▶ **WORK TO BE COMPLETED**
Output the records. Match them exactly.

▶ **DATA SECTION**
>>>>>
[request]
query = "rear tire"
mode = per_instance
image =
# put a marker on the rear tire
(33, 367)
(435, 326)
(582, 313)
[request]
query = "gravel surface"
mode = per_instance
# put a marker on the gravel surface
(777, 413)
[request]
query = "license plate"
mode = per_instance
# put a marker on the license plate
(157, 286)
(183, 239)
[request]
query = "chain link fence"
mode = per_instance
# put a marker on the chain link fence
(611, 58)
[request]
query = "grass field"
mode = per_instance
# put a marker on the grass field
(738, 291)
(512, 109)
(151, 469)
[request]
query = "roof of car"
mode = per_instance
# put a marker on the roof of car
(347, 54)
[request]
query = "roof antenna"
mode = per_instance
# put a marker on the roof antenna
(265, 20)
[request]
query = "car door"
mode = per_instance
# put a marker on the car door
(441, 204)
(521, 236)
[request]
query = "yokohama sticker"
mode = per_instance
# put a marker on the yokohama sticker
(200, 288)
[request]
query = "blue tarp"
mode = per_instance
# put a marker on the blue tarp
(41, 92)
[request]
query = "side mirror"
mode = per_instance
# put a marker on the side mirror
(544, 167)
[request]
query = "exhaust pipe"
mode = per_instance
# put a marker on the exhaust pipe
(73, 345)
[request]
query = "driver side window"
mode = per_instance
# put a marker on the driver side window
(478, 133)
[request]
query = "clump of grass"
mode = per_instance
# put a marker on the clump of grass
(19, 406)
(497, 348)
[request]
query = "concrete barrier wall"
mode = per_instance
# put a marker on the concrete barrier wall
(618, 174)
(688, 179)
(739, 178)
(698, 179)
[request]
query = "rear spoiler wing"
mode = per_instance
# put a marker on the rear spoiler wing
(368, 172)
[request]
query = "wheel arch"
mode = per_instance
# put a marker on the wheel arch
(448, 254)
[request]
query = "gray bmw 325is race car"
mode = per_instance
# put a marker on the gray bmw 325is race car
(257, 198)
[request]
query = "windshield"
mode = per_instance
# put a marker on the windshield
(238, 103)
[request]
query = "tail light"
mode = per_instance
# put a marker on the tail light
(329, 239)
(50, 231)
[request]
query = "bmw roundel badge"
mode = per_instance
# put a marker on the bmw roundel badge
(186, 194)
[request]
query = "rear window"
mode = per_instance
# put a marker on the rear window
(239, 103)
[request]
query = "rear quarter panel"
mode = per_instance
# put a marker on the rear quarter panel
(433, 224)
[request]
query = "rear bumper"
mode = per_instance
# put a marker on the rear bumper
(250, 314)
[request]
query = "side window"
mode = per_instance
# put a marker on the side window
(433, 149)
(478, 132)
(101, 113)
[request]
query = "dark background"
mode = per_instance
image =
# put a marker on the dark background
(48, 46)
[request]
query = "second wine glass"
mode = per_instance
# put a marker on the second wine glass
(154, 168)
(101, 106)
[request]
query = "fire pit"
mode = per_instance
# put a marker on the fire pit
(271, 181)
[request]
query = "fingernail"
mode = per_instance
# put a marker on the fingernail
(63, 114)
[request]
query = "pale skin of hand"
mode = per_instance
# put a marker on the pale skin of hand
<<<<<
▶ **TASK SOLUTION**
[request]
query = "rear tire"
mode = per_instance
image =
# put a marker on the rear tire
(33, 367)
(435, 326)
(582, 313)
[request]
query = "gravel surface"
mode = per_instance
# put a marker on the gravel surface
(777, 413)
[request]
query = "license plate"
mode = per_instance
# put a marker on the license plate
(157, 286)
(183, 239)
[request]
query = "chain link fence"
mode = per_instance
# put a marker on the chain link fence
(611, 58)
[request]
query = "grass field"
mode = per_instance
# put a marker on the grass field
(738, 291)
(512, 109)
(151, 469)
[request]
query = "roof of car"
mode = per_instance
# put a marker on the roof of car
(347, 54)
[request]
query = "roof antenna"
mode = per_instance
# put a marker on the roof antenna
(265, 20)
[request]
query = "car door"
mode = per_instance
# put a marker on the car door
(441, 204)
(521, 236)
[request]
query = "yokohama sticker"
mode = per_instance
# put a marker on the yokohama sticker
(200, 288)
[request]
query = "blue tarp"
mode = per_instance
# put a marker on the blue tarp
(41, 92)
[request]
query = "side mirror"
mode = per_instance
# put a marker on the side mirror
(544, 167)
[request]
query = "exhaust pipe"
mode = per_instance
# put a marker on the exhaust pipe
(73, 345)
[request]
query = "driver side window"
mode = per_instance
# put a marker on the driver side window
(478, 133)
[request]
query = "clump of grass"
mode = per_instance
# put a marker on the clump of grass
(19, 406)
(497, 348)
[request]
query = "concrete barrier wall"
mode = per_instance
# put a marker on the concrete barrier wall
(618, 174)
(688, 179)
(739, 178)
(698, 179)
[request]
query = "rear spoiler wing"
mode = per_instance
# put a marker on the rear spoiler wing
(368, 172)
[request]
query = "wheel arch"
mode = per_instance
# put a marker on the wheel arch
(448, 254)
[request]
query = "gray bmw 325is race car"
mode = per_instance
# put a marker on the gray bmw 325is race car
(257, 198)
[request]
query = "windshield"
mode = per_instance
# put a marker on the windshield
(238, 103)
[request]
query = "tail light"
mode = per_instance
# put a marker on the tail light
(329, 239)
(50, 231)
[request]
query = "bmw roundel badge"
mode = per_instance
# put a marker on the bmw roundel badge
(186, 194)
[request]
query = "rear window"
mode = per_instance
# put a marker on the rear window
(239, 103)
[request]
query = "rear quarter panel"
mode = per_instance
# put a marker on the rear quarter panel
(433, 224)
[request]
query = "rear bumper"
mode = per_instance
# put a marker on the rear bumper
(250, 314)
[request]
query = "side window"
mode = per_instance
# put a marker on the side window
(433, 149)
(478, 132)
(101, 113)
[request]
query = "dark background"
mode = per_instance
image =
# put a marker on the dark background
(48, 46)
[request]
query = "second wine glass"
mode = per_instance
# put a marker on the second wine glass
(154, 168)
(101, 106)
[request]
query = "fire pit"
mode = per_instance
# put a marker on the fire pit
(271, 181)
[request]
query = "fingernail"
mode = per_instance
# put a marker on the fingernail
(63, 114)
[request]
query = "pale skin of hand"
mode = per_instance
# put a marker on the pale skin of hand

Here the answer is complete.